### [Problem details]
A faithful copy of every record is needed here. Images must not appear in it.

(Items from a data source)
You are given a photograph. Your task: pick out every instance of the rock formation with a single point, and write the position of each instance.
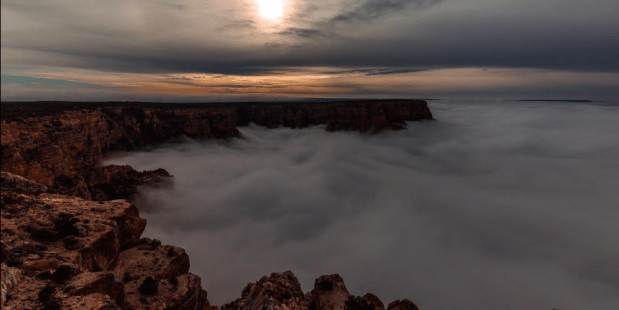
(65, 252)
(282, 291)
(60, 145)
(69, 242)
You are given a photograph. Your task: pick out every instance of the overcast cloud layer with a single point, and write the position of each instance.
(230, 37)
(496, 205)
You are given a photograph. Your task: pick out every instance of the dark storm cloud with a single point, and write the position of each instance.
(495, 205)
(375, 71)
(373, 9)
(202, 37)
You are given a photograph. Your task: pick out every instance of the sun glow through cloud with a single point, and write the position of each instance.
(270, 9)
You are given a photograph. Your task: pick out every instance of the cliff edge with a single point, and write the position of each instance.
(69, 242)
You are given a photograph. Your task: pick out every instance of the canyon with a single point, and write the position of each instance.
(71, 238)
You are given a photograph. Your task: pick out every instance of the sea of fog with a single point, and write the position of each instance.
(495, 205)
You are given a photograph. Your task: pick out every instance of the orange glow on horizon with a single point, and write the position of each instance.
(320, 82)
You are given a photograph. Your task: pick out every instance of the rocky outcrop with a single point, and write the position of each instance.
(62, 252)
(60, 145)
(67, 244)
(282, 291)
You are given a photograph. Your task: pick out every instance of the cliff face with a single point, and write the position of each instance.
(61, 148)
(62, 250)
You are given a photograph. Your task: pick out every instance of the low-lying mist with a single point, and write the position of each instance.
(496, 205)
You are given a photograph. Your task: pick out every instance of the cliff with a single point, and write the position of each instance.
(66, 243)
(60, 145)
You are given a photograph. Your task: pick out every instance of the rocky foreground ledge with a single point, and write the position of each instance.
(69, 243)
(63, 252)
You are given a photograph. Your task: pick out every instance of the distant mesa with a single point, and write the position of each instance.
(71, 241)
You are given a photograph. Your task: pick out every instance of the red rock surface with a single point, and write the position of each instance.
(62, 250)
(282, 291)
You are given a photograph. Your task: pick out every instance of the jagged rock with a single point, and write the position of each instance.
(403, 304)
(70, 249)
(162, 262)
(71, 253)
(19, 184)
(62, 146)
(369, 301)
(10, 278)
(183, 293)
(115, 182)
(96, 301)
(329, 293)
(98, 282)
(279, 291)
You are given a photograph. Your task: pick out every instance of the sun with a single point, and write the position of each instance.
(270, 9)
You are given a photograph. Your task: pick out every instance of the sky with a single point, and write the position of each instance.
(493, 205)
(190, 50)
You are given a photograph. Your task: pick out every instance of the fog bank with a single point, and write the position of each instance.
(496, 205)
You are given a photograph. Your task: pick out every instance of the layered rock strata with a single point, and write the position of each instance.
(65, 244)
(63, 252)
(282, 291)
(60, 145)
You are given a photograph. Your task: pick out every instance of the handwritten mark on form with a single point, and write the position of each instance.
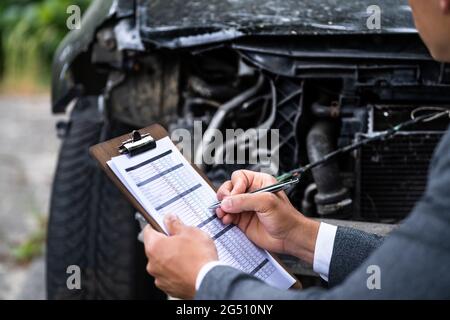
(163, 181)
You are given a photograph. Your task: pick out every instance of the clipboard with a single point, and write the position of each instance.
(137, 142)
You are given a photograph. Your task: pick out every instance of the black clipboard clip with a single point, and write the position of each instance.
(138, 143)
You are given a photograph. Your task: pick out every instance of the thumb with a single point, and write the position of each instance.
(173, 224)
(260, 202)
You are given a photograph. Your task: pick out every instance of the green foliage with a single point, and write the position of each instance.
(30, 31)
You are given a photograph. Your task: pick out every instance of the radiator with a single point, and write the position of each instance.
(392, 175)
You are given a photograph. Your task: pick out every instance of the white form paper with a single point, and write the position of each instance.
(163, 181)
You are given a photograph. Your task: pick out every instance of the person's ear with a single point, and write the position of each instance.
(445, 6)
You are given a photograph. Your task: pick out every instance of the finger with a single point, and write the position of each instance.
(230, 219)
(224, 190)
(261, 202)
(173, 224)
(220, 213)
(241, 181)
(151, 237)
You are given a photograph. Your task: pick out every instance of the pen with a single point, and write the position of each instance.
(272, 188)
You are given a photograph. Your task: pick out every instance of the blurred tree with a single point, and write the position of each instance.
(30, 31)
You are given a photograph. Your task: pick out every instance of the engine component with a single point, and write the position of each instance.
(332, 197)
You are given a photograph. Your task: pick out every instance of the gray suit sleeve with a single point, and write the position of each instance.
(351, 247)
(412, 263)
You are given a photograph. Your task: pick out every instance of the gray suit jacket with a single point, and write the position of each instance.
(414, 261)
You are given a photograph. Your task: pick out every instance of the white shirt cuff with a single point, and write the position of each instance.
(204, 270)
(324, 249)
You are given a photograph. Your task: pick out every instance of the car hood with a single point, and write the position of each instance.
(181, 23)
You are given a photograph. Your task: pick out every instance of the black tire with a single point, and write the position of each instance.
(90, 224)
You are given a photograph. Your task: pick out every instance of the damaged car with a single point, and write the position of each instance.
(312, 71)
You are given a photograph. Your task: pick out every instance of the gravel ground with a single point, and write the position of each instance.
(27, 162)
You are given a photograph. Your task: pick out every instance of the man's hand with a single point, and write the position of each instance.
(176, 260)
(268, 219)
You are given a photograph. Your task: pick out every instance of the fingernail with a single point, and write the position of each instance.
(171, 217)
(226, 203)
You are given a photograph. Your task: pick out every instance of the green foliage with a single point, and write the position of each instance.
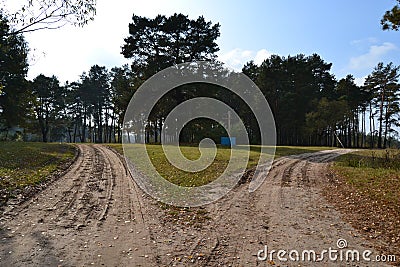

### [Answer space]
You are given a photograph. Your task: pick out every instance of the rock formation with a single point, and write the position of each instance.
(65, 252)
(282, 291)
(60, 145)
(69, 242)
You are given a photograph. Your task: pick out every instance of the overcast cloud layer with a single point, and write the position of each instance.
(230, 37)
(496, 205)
You are given a photograph. Your task: pick out every instance of the dark storm cloud with a single point, and write the position of each instance.
(495, 205)
(375, 71)
(373, 9)
(202, 37)
You are given a photograph. Your task: pick out every instance of the sun glow through cloud with a single point, and write the position of each instance.
(270, 9)
You are given a photograph. Your task: pick out every instance of the cliff edge with a single point, and write the position of each instance.
(69, 242)
You are given a photograph. Your task: pick out every instance of the canyon with a single point, and write the position of each instance.
(71, 238)
You are given a photograph. Your task: pick out every instance of the sea of fog with a single point, and write the position of each instance.
(495, 205)
You are given a photograph. Your task: pick out every instance of the orange glow on horizon with a single point, and write the position of each instance.
(320, 82)
You are given a photograph. Your task: pick out every instance of the rocky outcrop with a single point, and write the position of each instance.
(62, 252)
(60, 145)
(67, 244)
(282, 291)
You are given a photograph. Your task: pick out every instance of the cliff face with a single point, and write the position of each instance.
(61, 148)
(62, 250)
You are given a photograph. Your task: pick out every instance of the low-lying mist with a single point, and write the position of each instance.
(496, 205)
You are given a photograph. Your task: pick out every instance of the cliff with a single point, and write the position of each instance.
(66, 243)
(60, 145)
You are given a photograph. Your task: pick out every instance of the rocky foreground ledge with a single point, and write the position of each instance.
(69, 243)
(63, 252)
You are given a photograph. Your task: pick out every instance of the distant mesa with a single point, and write the position of each instance.
(71, 241)
You are given a photograph. Your task: pick out every instance of the red rock surface with a single point, and write the position of each instance.
(62, 250)
(282, 291)
You are given a photograph. Your task: pick out every instance of the jagged rock with a single point, and write the position of each instance.
(403, 304)
(70, 249)
(162, 262)
(71, 253)
(19, 184)
(62, 146)
(369, 301)
(10, 278)
(183, 293)
(115, 182)
(96, 301)
(329, 293)
(98, 282)
(279, 291)
You are given a photograph. Your task: pick out every instance of the sun with a single point, and write the position of each instance.
(270, 9)
You are given a photograph. Your task: pick out every instance of the sky with a single point, and write the position of each instance.
(493, 205)
(190, 50)
You are given a photograph. Your task: pick out every instance of the fog bank with a single point, and write the position of each instance.
(496, 205)
You are given a photograph. Your task: pick out every instance of the layered rock strata with a single point, and write the position of each instance.
(65, 244)
(63, 252)
(282, 291)
(60, 145)
You are given a photograph. Your task: pick out every instance of the handwritten mark on form with a single point, and write the position of each instance.
(163, 181)
You are given a photograph. Your task: pick out every instance of the clipboard with a single point, and write the position of each instance.
(137, 142)
You are given a photograph. Your task: pick out every instance of the black clipboard clip with a single point, and write the position of each instance.
(138, 143)
You are given a photograph. Your task: pick out every instance of the thumb with a single point, and write the position of each instance.
(173, 224)
(260, 202)
You are given a photograph. Your task: pick out every instance of the green foliage with a single point, and write the position of each instance.
(30, 31)
You are given a photograph. Your task: pick out every instance of the radiator with a single point, and write the position of each instance.
(392, 175)
You are given a photograph. Your task: pick out every instance of the white form paper with a single point, and write the position of each instance.
(163, 181)
You are given a photograph. Your task: pick out every instance of the person's ear with a single point, and write the position of each instance.
(445, 6)
You are given a photograph. Your task: pick out every instance of the finger with a single point, and write the position of each instance.
(230, 219)
(224, 190)
(261, 202)
(173, 224)
(220, 213)
(241, 181)
(151, 237)
You are given a photograph. Your task: pick out every instance of the pen with a single point, and write the position of each instance.
(272, 188)
You are given a photograph. Your task: pick out every instance of the blurred tree with a single point, and write the position of each instance.
(30, 31)
You are given a photograph. Your task: pick out every instance of the engine component with a single point, and write the position of each instance.
(332, 197)
You are given a photograph. Your task: pick out every instance of the gray suit sleeve with a single point, and write the position of each instance.
(351, 247)
(412, 263)
You are given a photograph. Your task: pick out every instance of the gray suit jacket with a single point, and write the position of each instance.
(414, 261)
You are given a photograph. Your task: pick out every instance of the white shirt cuff with a single point, and write the position of each instance.
(204, 270)
(324, 249)
You are given a photograph. Your task: pick out every instance of the car hood with a single point, and write the position of each instance.
(181, 23)
You are given a photograph. Your task: pick out every instance of the black tire with a single point, and write the position of each instance.
(90, 224)
You are given a photograph. Your task: pick out every instance of the damaged car with a single point, and write the position of each instance.
(312, 71)
You are given a photograph. Your task: pick out every instance of the gravel ground with a single point, and write the position of each instance.
(27, 162)
You are given a photograph. Your task: pick out every instance of the man's hand with a single point, and write the position of each instance.
(176, 260)
(268, 219)
You are given a photograph. Your task: pick out every instance of the fingernail with a single point, and write the position of each instance.
(171, 217)
(226, 203)
You are given a photograph. Your task: pick out every instance of the green foliage with a single point, and write the position of each instance.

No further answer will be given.